### Records provided
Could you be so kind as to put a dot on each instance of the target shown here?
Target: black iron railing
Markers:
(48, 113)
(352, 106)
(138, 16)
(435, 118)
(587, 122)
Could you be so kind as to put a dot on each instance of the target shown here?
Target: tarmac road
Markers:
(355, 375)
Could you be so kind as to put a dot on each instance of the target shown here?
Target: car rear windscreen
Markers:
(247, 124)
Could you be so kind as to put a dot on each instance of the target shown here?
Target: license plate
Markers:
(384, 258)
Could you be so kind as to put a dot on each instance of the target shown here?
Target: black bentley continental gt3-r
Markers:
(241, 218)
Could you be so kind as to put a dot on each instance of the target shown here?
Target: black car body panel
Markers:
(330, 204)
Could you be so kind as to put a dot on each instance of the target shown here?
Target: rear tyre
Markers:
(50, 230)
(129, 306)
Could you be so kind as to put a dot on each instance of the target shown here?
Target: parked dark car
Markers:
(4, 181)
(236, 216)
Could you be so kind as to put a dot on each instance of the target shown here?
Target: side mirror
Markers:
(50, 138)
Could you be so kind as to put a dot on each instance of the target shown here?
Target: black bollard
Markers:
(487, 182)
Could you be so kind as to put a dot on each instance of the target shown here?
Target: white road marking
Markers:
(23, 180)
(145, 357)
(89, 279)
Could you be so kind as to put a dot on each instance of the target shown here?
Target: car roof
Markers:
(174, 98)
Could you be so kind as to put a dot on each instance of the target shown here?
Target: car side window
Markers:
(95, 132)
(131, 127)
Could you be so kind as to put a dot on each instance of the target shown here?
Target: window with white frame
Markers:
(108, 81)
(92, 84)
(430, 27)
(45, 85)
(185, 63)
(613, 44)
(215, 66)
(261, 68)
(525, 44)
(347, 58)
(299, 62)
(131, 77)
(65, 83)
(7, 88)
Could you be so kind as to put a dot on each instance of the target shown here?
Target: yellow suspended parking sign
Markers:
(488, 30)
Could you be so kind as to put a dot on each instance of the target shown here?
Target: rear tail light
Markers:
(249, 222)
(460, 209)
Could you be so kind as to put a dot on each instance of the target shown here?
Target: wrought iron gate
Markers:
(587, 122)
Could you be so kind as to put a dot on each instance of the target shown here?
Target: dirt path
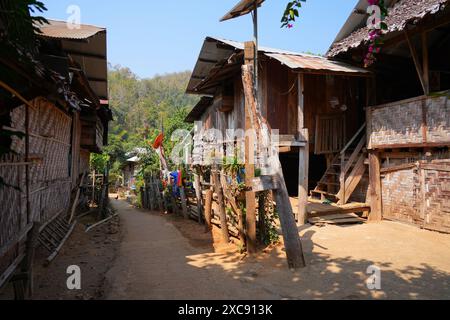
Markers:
(166, 257)
(155, 261)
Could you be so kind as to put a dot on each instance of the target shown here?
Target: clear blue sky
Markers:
(158, 36)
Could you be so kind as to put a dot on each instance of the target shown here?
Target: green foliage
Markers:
(268, 212)
(142, 108)
(99, 162)
(17, 25)
(291, 13)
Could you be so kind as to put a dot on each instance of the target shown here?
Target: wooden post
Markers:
(293, 245)
(77, 197)
(26, 288)
(93, 187)
(418, 65)
(221, 203)
(198, 194)
(250, 197)
(208, 209)
(376, 213)
(303, 183)
(184, 202)
(425, 63)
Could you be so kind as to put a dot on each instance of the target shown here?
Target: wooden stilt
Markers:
(208, 209)
(184, 203)
(221, 204)
(293, 245)
(198, 194)
(376, 212)
(250, 196)
(302, 216)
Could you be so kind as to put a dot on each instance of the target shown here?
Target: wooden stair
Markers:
(345, 172)
(53, 235)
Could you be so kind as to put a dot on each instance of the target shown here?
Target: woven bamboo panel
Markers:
(396, 124)
(84, 161)
(438, 120)
(10, 198)
(437, 198)
(400, 192)
(417, 122)
(50, 184)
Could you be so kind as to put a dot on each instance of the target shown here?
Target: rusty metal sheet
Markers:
(242, 8)
(315, 63)
(60, 30)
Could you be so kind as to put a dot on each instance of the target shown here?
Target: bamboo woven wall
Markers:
(419, 195)
(414, 122)
(49, 175)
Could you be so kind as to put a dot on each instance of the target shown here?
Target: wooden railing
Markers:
(330, 134)
(349, 182)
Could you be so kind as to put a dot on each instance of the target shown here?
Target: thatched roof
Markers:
(404, 12)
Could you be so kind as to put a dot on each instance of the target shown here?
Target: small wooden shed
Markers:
(313, 101)
(53, 114)
(408, 118)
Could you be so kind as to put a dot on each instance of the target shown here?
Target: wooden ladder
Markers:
(53, 236)
(345, 172)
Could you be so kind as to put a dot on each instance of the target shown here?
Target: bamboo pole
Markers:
(198, 194)
(77, 197)
(293, 245)
(250, 197)
(221, 203)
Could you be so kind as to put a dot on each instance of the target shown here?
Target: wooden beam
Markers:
(292, 243)
(303, 182)
(417, 63)
(265, 183)
(221, 204)
(183, 203)
(250, 196)
(198, 194)
(208, 209)
(426, 63)
(376, 207)
(303, 135)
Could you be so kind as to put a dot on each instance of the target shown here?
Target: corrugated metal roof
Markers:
(242, 8)
(199, 109)
(60, 30)
(312, 63)
(402, 13)
(216, 52)
(90, 55)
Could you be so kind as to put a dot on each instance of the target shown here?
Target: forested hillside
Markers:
(142, 107)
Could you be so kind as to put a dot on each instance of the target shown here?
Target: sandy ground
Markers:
(148, 255)
(165, 257)
(93, 252)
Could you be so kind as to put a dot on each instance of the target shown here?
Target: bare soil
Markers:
(149, 255)
(93, 252)
(167, 257)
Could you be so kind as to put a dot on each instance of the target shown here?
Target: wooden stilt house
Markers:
(54, 113)
(408, 113)
(316, 104)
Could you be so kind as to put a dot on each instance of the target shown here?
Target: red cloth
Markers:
(158, 141)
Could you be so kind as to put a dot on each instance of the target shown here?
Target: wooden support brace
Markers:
(376, 213)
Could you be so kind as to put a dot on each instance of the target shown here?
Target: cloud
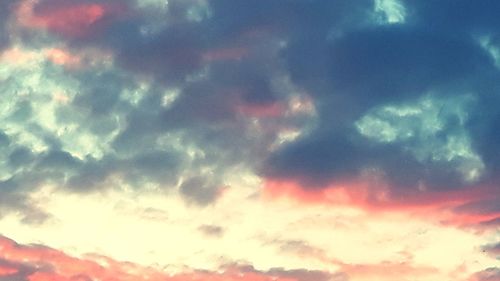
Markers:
(489, 274)
(39, 263)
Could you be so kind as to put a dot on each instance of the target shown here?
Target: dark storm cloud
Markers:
(374, 65)
(224, 60)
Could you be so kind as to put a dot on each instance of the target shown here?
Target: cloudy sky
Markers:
(249, 140)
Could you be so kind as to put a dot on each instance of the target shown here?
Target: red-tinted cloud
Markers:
(374, 197)
(70, 19)
(40, 263)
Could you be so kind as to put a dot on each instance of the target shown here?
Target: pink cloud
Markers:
(67, 18)
(40, 263)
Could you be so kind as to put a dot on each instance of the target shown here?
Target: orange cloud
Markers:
(378, 197)
(47, 264)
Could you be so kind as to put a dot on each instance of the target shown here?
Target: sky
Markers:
(249, 140)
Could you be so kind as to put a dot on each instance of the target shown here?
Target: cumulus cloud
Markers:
(38, 263)
(172, 95)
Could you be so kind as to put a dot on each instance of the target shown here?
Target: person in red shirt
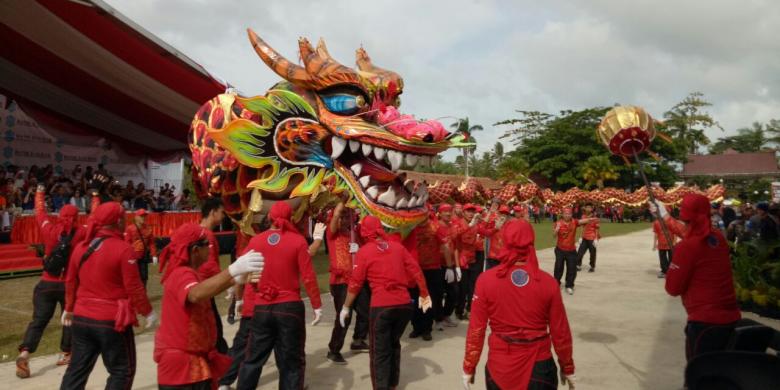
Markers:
(565, 232)
(590, 237)
(665, 248)
(185, 343)
(278, 321)
(449, 226)
(387, 266)
(523, 306)
(701, 274)
(342, 245)
(50, 290)
(139, 236)
(103, 293)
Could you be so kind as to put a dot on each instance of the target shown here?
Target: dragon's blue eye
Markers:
(343, 104)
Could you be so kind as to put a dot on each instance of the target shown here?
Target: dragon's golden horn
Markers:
(280, 65)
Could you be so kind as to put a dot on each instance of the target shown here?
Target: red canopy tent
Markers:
(82, 67)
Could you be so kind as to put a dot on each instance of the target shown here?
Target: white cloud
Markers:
(485, 59)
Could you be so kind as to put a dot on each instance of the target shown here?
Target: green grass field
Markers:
(16, 305)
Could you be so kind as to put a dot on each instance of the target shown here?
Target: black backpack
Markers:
(57, 261)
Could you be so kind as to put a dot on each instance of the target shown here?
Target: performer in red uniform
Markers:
(590, 238)
(700, 273)
(139, 236)
(103, 294)
(565, 231)
(676, 229)
(491, 230)
(387, 266)
(185, 343)
(50, 290)
(525, 311)
(342, 245)
(278, 322)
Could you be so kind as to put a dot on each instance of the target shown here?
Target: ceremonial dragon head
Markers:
(326, 126)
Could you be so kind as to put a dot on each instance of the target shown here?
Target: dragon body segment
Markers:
(327, 129)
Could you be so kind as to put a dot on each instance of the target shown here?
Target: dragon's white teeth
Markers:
(388, 197)
(366, 148)
(356, 169)
(373, 192)
(396, 158)
(338, 145)
(379, 153)
(411, 160)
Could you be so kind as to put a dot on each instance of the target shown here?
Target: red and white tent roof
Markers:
(82, 67)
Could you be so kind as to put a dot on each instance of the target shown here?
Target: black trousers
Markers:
(569, 260)
(202, 385)
(587, 245)
(387, 326)
(701, 338)
(46, 297)
(237, 351)
(543, 377)
(221, 343)
(93, 339)
(339, 333)
(279, 328)
(422, 323)
(665, 258)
######
Filter the material above, keeping every line that contains the word "woven".

Solution:
Target: woven bamboo panel
Target: bamboo woven wall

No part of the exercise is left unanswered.